E isso é sentido no dia a dia. Um estudo da ONU e do FMI feito antes da pandemia revelou que os países emergentes, em especial Índia e Brasil, perdem mais de US$ 10 bilhões em geração de riquezas apenas com a gravidez de jovens e adolescentes. Segundo o levantamento, a diferença dos proventos de uma mulher que foi mãe aos 16 anos e uma mãe aos 26 é de mais de 60%. A economista e pesquisadora Wendy Cunningham, do Banco Mundial, é uma das que têm se debruçado sobre esse assunto. “A sociedade tende a culpar meninas, em especial as mais pobres. Elas são questionadas se têm o filho ou se decidem não ter ou não criar. Isso fortalece apenas o ciclo da pobreza”, disse ela.

MOVIMENTO Cecilia Rouse, presidente do Conselho da Casa Branca, afirma que as empresas irão dar suporte para as mulheres decidirem sobre o próprio futuro. (Crédito:Nicholas Kamm)

Segundo Vivian, no caso de mulheres com idade mais avançada e que por alguma razão não queiram ter ou criar uma criança, a falta de poder de decisão também impacta seu futuro econômico e, indiretamente, a riqueza de seu país. “É inequívoco que a medidas [restritivas, como a dos EUA] prejudicam a permanência das mulheres no mercado de trabalho, já que hoje a decisão de ter um filho se relaciona com a dúvida sobre como manter o emprego depois”, disse. E as empresas sabem que parte de suas forças está nas mulheres. Tanto que horas após a decisão da Suprema Corte dos Estados Unidos, executivos de algumas das maiores companhias dos Estados Unidos — como Amazon, Citigroup, Disney,

Facebook, JP Morgan, o app Lyft e o site Yelp — se fecharam em reuniões para discutir o que fazer.
Resultado: as empresas se comprometeram a financiar custos de viagem para funcionárias que decidirem abortar, dentro ou fora do país. Um público imenso. Pelas contas do Instituto Guttmacher, 40 milhões de mulheres em idade fértil e formalmente empregadas perderam o direito ao aborto legal. É o equivalente à população do estado de São Paulo ou quase o contingente populacional da Argentina ou da Espanha.

RETROCESSO O presidente dos EUA, Joe Biden, lamenta a decisão da Corte sobre aborto e diz que país retrocede 150 anos. (Crédito:Gabriel Bouys)

**CONJUNTO DE TAREFAS**.
1 – Responda com base no texto sobre aborto e economia:
(a) Segundo o levantamento da ONU e do FMI, qual é a diferença dos proventos entre uma mulher que foi mãe aos 16 anos e uma mãe aos 26?
(b) Pelas contas do Instituto Guttmacher, quantas mulheres em idade fértil e formalmente empregadas perderam o direito ao aborto legal?
(c) Com o que as empresas se comprometeram após as reuniões de seus executivos?
2 – Transcreva do texto sobre aborto e economia tudo o que vai de "MOVIMENTO Cecilia Rouse, presidente" até "futuro. (Crédito:Nicholas Kamm)".
3 – Prossiga o texto sobre aborto e economia a partir do ponto em que ele termina.

**TRECHOS DOS ITENS**.
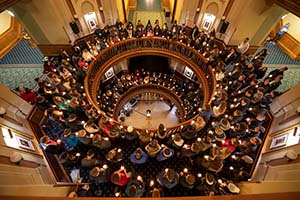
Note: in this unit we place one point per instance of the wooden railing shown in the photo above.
(10, 37)
(154, 88)
(290, 45)
(149, 46)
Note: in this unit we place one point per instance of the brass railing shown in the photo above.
(149, 46)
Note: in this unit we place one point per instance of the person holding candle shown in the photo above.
(120, 177)
(138, 156)
(100, 174)
(135, 188)
(101, 142)
(165, 154)
(115, 155)
(168, 178)
(69, 139)
(89, 161)
(153, 148)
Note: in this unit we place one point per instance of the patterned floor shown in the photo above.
(21, 66)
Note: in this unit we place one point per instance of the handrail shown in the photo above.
(149, 46)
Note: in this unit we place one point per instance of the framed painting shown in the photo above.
(109, 73)
(188, 72)
(24, 143)
(279, 141)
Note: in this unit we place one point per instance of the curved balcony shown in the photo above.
(149, 46)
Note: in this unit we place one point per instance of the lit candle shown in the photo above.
(139, 178)
(151, 183)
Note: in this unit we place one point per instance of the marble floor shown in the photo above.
(160, 112)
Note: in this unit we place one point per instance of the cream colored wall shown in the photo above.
(120, 10)
(44, 20)
(178, 10)
(245, 17)
(294, 28)
(281, 106)
(4, 21)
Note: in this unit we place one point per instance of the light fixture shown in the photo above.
(10, 13)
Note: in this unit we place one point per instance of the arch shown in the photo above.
(87, 7)
(212, 8)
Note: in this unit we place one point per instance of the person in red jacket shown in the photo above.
(120, 177)
(26, 94)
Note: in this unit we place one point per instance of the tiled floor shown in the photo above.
(159, 112)
(149, 5)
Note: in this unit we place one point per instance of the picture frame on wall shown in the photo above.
(109, 73)
(92, 24)
(279, 141)
(24, 143)
(188, 72)
(206, 24)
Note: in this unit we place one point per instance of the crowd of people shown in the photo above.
(207, 157)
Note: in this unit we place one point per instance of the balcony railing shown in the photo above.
(149, 46)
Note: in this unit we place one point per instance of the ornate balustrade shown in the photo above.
(151, 88)
(149, 46)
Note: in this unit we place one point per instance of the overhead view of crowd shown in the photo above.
(208, 156)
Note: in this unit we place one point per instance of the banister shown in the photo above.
(149, 46)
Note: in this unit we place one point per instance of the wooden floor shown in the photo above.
(160, 113)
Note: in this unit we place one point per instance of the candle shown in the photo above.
(151, 183)
(139, 178)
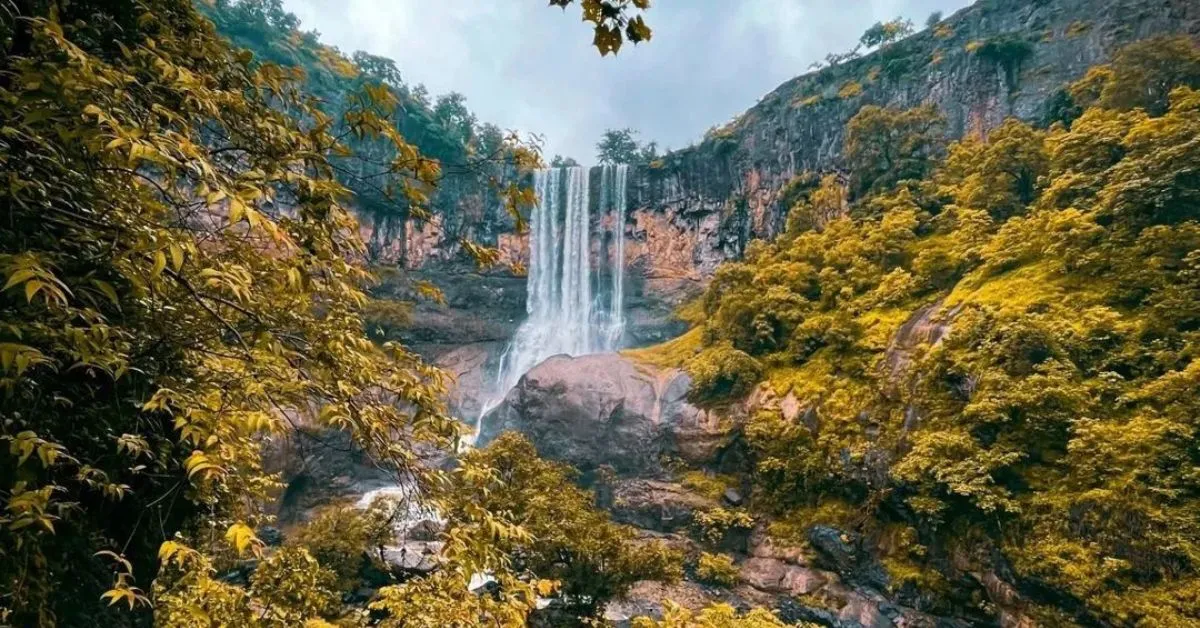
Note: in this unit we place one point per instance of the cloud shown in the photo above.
(529, 67)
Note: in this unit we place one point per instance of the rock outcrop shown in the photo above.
(699, 207)
(607, 410)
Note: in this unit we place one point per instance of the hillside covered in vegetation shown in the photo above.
(988, 352)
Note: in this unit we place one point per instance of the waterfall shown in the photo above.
(564, 314)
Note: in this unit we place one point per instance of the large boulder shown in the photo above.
(607, 410)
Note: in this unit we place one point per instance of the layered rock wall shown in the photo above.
(701, 205)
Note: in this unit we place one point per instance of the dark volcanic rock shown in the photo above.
(841, 552)
(657, 506)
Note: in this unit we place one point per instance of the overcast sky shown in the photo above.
(526, 66)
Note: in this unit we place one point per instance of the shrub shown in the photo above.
(720, 374)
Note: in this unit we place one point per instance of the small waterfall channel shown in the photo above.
(571, 306)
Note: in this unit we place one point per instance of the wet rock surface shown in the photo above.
(606, 410)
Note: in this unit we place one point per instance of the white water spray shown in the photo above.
(562, 314)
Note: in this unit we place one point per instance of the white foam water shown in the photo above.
(565, 315)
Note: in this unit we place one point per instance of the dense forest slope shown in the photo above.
(979, 66)
(982, 368)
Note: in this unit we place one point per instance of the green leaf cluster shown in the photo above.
(994, 348)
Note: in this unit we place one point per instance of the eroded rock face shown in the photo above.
(646, 598)
(606, 410)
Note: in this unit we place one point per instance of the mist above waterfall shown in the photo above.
(574, 306)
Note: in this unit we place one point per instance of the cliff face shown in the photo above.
(735, 174)
(702, 205)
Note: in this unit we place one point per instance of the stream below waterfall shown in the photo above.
(576, 300)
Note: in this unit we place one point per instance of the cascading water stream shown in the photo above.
(564, 314)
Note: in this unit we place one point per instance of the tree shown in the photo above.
(613, 22)
(885, 33)
(563, 162)
(569, 539)
(618, 145)
(885, 145)
(181, 281)
(1144, 73)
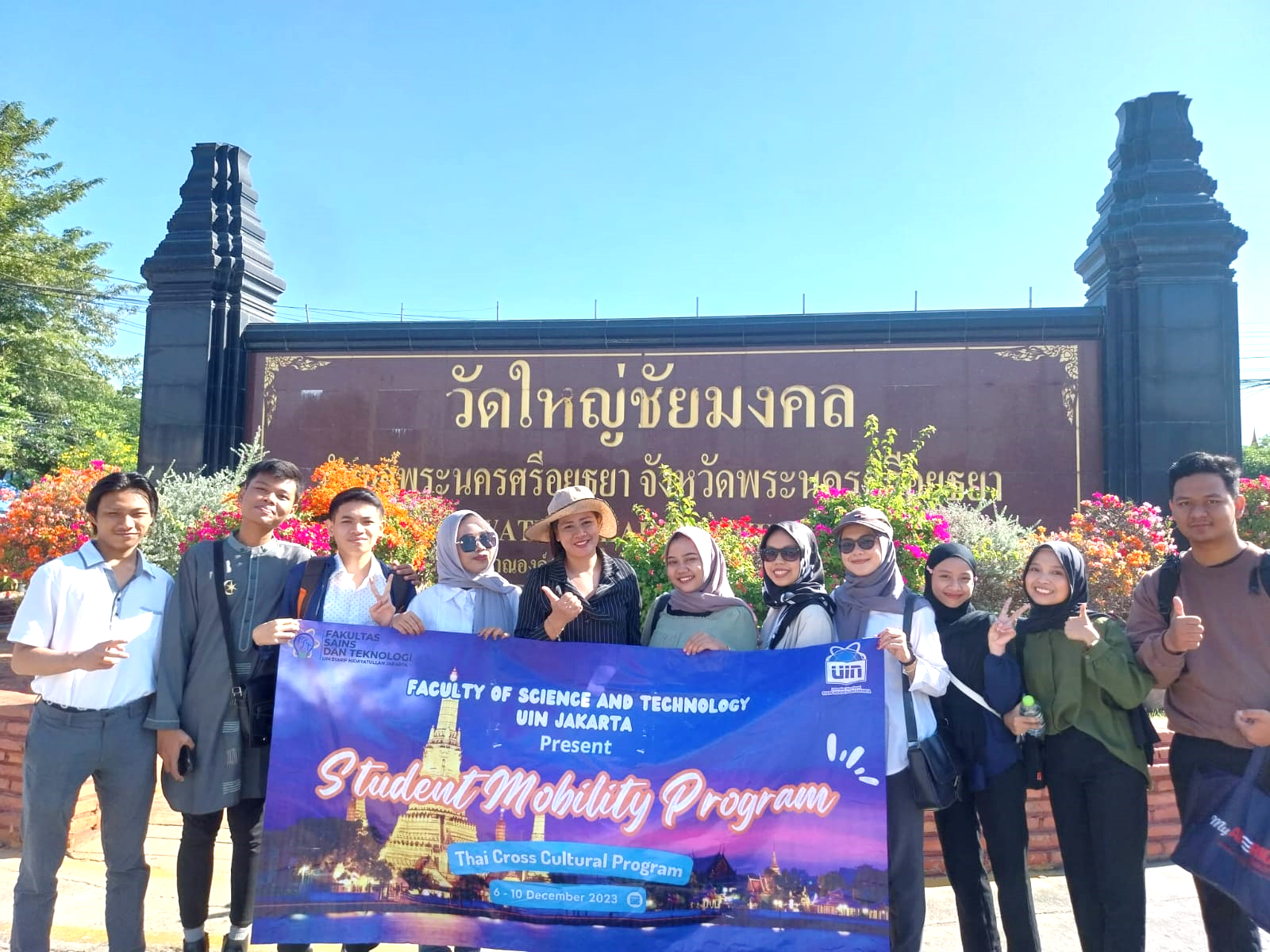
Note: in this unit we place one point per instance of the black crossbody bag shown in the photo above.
(253, 697)
(933, 762)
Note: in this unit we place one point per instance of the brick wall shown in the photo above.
(1164, 825)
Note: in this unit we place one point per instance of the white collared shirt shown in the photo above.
(74, 603)
(446, 608)
(346, 603)
(930, 679)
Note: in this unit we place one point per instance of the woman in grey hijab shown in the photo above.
(700, 612)
(870, 603)
(470, 594)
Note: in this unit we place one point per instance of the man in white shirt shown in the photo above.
(88, 630)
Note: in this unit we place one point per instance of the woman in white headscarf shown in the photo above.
(870, 603)
(700, 612)
(470, 594)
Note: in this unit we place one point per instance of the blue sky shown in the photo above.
(444, 156)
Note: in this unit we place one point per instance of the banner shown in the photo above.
(526, 795)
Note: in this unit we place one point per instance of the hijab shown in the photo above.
(1047, 617)
(808, 589)
(495, 597)
(945, 616)
(880, 590)
(715, 590)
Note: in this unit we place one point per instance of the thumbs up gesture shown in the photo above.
(1079, 628)
(564, 609)
(1185, 631)
(383, 609)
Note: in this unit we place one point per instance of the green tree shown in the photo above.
(1257, 459)
(59, 384)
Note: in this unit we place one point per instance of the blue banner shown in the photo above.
(525, 795)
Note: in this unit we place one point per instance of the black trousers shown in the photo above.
(1000, 808)
(906, 871)
(1100, 814)
(194, 862)
(1229, 928)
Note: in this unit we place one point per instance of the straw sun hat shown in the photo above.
(568, 501)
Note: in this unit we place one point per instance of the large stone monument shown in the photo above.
(209, 278)
(1159, 262)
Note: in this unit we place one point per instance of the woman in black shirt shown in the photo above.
(582, 594)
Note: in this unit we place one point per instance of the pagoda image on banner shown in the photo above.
(423, 831)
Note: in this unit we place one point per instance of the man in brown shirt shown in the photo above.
(1212, 655)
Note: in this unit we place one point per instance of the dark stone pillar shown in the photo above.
(209, 278)
(1159, 260)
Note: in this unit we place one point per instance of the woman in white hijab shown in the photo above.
(470, 594)
(700, 612)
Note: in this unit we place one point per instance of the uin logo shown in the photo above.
(305, 644)
(846, 664)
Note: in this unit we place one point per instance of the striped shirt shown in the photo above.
(610, 615)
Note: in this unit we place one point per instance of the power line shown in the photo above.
(99, 273)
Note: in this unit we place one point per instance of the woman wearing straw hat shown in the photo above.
(582, 594)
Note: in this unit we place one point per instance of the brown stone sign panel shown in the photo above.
(751, 431)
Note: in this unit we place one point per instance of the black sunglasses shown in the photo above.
(791, 554)
(849, 545)
(487, 539)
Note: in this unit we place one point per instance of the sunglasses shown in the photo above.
(789, 554)
(486, 539)
(849, 545)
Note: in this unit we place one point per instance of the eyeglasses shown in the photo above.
(791, 554)
(486, 539)
(849, 545)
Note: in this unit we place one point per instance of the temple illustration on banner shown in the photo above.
(422, 833)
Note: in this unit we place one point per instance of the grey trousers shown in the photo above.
(64, 749)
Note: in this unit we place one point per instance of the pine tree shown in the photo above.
(60, 387)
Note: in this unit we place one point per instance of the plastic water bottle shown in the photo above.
(1030, 708)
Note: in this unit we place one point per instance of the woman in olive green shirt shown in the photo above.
(1086, 679)
(700, 613)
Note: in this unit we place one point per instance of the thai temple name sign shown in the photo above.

**RESPOSTAS POR TAREFA**.
1 –
(a) Mais de 60%.
(b) 40 milhões.
(c) A financiar custos de viagem para funcionárias que decidirem abortar, dentro ou fora do país.

2 –
MOVIMENTO Cecilia Rouse, presidente do Conselho da Casa Branca, afirma que as empresas irão dar suporte para as mulheres decidirem sobre o próprio futuro. (Crédito:Nicholas Kamm)

3 –
A contraofensiva empresarial não é apenas um gesto de bondade ou de apoio à causa pró-aborto. É também uma estratégia de negócio. Segundo Cecilia Rouse, economista que preside o Conselho de Assessores Econômicos da Casa Branca, as empresas têm percepção de como a autonomia da mulher é importante para o avanço de seus negócios. E por isso as empresas já começaram a se manifestar. O aplicativo de mobilidade Lyft ofereceu suporte financeiro e jurídico às motoristas em casos de aborto. Já o presidente do Yelp, Jeremy Stoppelman, publicou no Twitter um texto de repúdio à decisão e convocou as empresas a pressionarem a Suprema Corte a revê-la. “O tribunal coloca a saúde das mulheres em risco. Os líderes empresariais precisam se manifestar’’, escreveu. Na mesma direção, a Disney distribuiu a seus quase 90 mil funcionários na Flórida, estado em que o aborto será permitido até a 15ª semana de gestação, um comunicado de apoio às mulheres.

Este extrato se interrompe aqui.